◆ **WHAT THE TASK ASKS**:
In the copy, include every entry exactly but none of the images.

(Raw records)

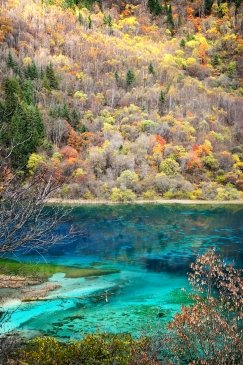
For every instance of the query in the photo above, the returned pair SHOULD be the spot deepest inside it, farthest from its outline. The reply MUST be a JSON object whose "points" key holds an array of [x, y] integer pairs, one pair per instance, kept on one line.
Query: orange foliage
{"points": [[69, 152], [5, 27], [195, 20], [202, 53], [160, 140], [74, 140]]}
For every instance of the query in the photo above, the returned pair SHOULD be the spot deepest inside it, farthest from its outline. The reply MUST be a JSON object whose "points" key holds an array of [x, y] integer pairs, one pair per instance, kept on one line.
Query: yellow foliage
{"points": [[27, 61]]}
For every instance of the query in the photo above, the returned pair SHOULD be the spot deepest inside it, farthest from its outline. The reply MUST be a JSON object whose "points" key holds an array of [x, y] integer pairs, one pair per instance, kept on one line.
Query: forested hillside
{"points": [[125, 99]]}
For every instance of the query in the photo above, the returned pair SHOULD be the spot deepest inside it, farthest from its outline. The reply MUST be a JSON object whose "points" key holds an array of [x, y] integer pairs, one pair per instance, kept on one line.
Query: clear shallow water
{"points": [[151, 245]]}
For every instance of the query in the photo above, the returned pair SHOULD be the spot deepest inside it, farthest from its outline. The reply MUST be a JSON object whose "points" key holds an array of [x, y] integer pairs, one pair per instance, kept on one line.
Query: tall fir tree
{"points": [[51, 80], [154, 7], [130, 78]]}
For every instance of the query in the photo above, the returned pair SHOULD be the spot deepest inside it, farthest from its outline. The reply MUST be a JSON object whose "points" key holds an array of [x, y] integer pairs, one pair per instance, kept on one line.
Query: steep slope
{"points": [[135, 98]]}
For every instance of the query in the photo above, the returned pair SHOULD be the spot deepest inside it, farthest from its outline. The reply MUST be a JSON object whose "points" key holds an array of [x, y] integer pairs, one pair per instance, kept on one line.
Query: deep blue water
{"points": [[151, 245]]}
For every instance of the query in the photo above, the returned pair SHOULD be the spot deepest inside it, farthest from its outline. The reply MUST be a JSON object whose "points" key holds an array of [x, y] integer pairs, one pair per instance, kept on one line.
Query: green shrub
{"points": [[98, 349]]}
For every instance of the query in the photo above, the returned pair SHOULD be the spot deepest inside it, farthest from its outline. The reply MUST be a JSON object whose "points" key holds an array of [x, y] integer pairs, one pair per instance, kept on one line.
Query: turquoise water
{"points": [[151, 245]]}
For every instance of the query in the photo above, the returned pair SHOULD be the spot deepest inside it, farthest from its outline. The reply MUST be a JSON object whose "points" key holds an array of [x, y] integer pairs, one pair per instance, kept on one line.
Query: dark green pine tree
{"points": [[90, 23], [26, 133], [117, 78], [215, 60], [74, 118], [154, 7], [130, 78], [28, 93], [151, 69], [170, 20], [182, 43], [161, 102], [51, 80], [208, 6], [12, 92], [11, 63]]}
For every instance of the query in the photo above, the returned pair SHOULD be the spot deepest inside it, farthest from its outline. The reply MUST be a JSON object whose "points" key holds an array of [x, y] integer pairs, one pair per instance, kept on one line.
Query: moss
{"points": [[44, 271]]}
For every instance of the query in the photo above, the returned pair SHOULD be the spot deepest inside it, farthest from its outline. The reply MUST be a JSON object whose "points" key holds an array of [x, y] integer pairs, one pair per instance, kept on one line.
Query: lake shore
{"points": [[79, 202]]}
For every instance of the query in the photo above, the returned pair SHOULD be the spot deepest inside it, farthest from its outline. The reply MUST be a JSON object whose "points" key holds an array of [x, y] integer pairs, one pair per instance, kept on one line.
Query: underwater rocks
{"points": [[16, 282], [40, 293]]}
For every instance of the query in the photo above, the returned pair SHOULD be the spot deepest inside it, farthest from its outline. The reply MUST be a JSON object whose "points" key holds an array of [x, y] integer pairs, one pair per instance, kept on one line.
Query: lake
{"points": [[152, 246]]}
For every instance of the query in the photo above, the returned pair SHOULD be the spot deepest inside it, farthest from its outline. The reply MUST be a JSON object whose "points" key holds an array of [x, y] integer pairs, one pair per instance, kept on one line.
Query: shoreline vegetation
{"points": [[79, 202]]}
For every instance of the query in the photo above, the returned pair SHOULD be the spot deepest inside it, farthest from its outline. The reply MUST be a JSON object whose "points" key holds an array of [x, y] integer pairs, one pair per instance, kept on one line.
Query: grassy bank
{"points": [[44, 271], [76, 202]]}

◆ **RESPONSE TO THIS EXERCISE**:
For every instance of the query in the photo above, the returned pair SHOULD be the spot deepest inside it, farthest from its outline. The reply MUST be a JSON object whose "points" key holds an array of [x, y] integer pairs, one pair per instance, kept on one line.
Query: orange foliage
{"points": [[69, 152], [5, 27], [195, 20], [202, 53], [160, 140], [74, 140]]}
For every instance of the query in the photo above, the returned pair SHOULD be the spot deepest inside it, farthest from its outline. The reply MUST be a JSON object whose "points" key holds an array of [x, y] integer pairs, one pair per instance, kept on one line.
Query: yellow foliage
{"points": [[27, 61]]}
For every instance of the query in the photo above, the returned pair SHOULD be the spot deepest inside it, farthest from its outline. The reply MUST be a JSON object whose "points" key holds an array of [x, y] integer pairs, one pair per instance, kept on one line.
Query: forested hillside
{"points": [[125, 99]]}
For every instance of the query in the photo above, the returned pair SHOULD be the spot deepest inside it, farthest from its outline. The reply MUST be a JSON object whose "points" key holds an array of [x, y] integer pairs, one pair per instance, kept on one line.
Query: clear shallow water
{"points": [[151, 245]]}
For every instance of the query in the photo above, the returned pair SHOULD be the spot deepest inside it, farthest from its outline. The reply MUST be a JSON object whose "points" key holds an array of [x, y] integer pairs, one pair per instance, kept on one line.
Query: tall fir tree
{"points": [[51, 80], [154, 7], [130, 78]]}
For every instance of the query in the photo above, the returned pair SHOULD be the spot deepest inside it, farthest from its outline. The reply MUST be a JSON object whose "points" key holds an array of [x, y] integer pairs, one pair per instance, kept on one line.
Query: steep slope
{"points": [[135, 98]]}
For every instance of the query in the photo above, the returned pair SHOULD be the spot deepest inside it, farthest from its outline. The reply MUST be a JSON object whose "points" key holds an array of [x, y] integer pairs, one pair per instance, kept on one line.
Query: deep blue water
{"points": [[151, 245]]}
For every instance of the query in the photo above, the returned pair SHOULD be the spot deepest inside it, farthest from its outline. The reply MUST be a JSON object whose "points" key holds an array of [x, y] integer pairs, one pair per instance, kept on one line.
Query: green shrub
{"points": [[98, 349]]}
For every instance of the query in the photo above, the returned pair SHOULD be the spot deepest inside it, farthest from its outline. The reply MUST be a JSON object whose "points" key holds an array of [x, y] integer pairs, one pair per instance, kept on one line.
Query: turquoise water
{"points": [[151, 245]]}
For every instance of the query in the photo above, the returned pair SHOULD be the spot deepest inside it, farthest from its outline. The reply MUST be a JSON object whose "points" key holds an array of [x, y] integer pairs, one pair per instance, kept on one line.
Query: dark green pine tree
{"points": [[90, 23], [26, 133], [117, 78], [215, 60], [74, 118], [154, 7], [130, 78], [28, 93], [151, 69], [170, 20], [182, 43], [161, 102], [51, 80], [208, 6], [12, 92], [11, 63]]}
For every instance of the query in the photo above, the returned pair SHOULD be the spot deepest inside it, farthest from its outline. The reply MUST be a JSON object whose "points" key holds an array of [x, y] integer pairs, one pair per instance, kept on one line.
Query: moss
{"points": [[44, 271]]}
For every instance of the query in the photo above, the returned pair SHOULD be the spot deepest inside it, farthest from its outline. The reply MUST be a JSON object whose "points" key holds an array of [x, y] integer pairs, one pair per instance, kept on one line.
Query: lake shore
{"points": [[79, 202]]}
For every instance of the query in the photo above, the returned pair SHOULD be the spot deepest inside it, farthest from its outline. The reply MUST be a JSON object whose "points" key holds an array of [x, y] integer pairs, one pair per instance, kept on one line.
Query: underwater rocks
{"points": [[16, 282], [40, 293]]}
For every instance of the query in the photo above, the returned pair SHOULD be the spot deepest inside it, farthest from its outline. The reply MUST be a JSON object whose "points" key holds an array of [x, y] integer pairs, one pair per instance, kept on one line.
Query: lake
{"points": [[152, 246]]}
For every instance of the query in the photo above, the returned pair SHOULD be the spot deepest inside it, farthest from its outline. The reply MUST be a JSON object whose "points" key holds an array of [x, y] integer pairs, one pair per instance, kept on one line.
Query: shoreline vegetation
{"points": [[79, 202]]}
For every instance of the query in the photo above, the returned pair SHOULD be the spot deepest inside it, farthest from its outline. The reply MUST be a JSON object whose "points" key holds an array of [x, y] integer pairs, one pair per instance, kept on one line.
Query: grassy bank
{"points": [[44, 271], [76, 202]]}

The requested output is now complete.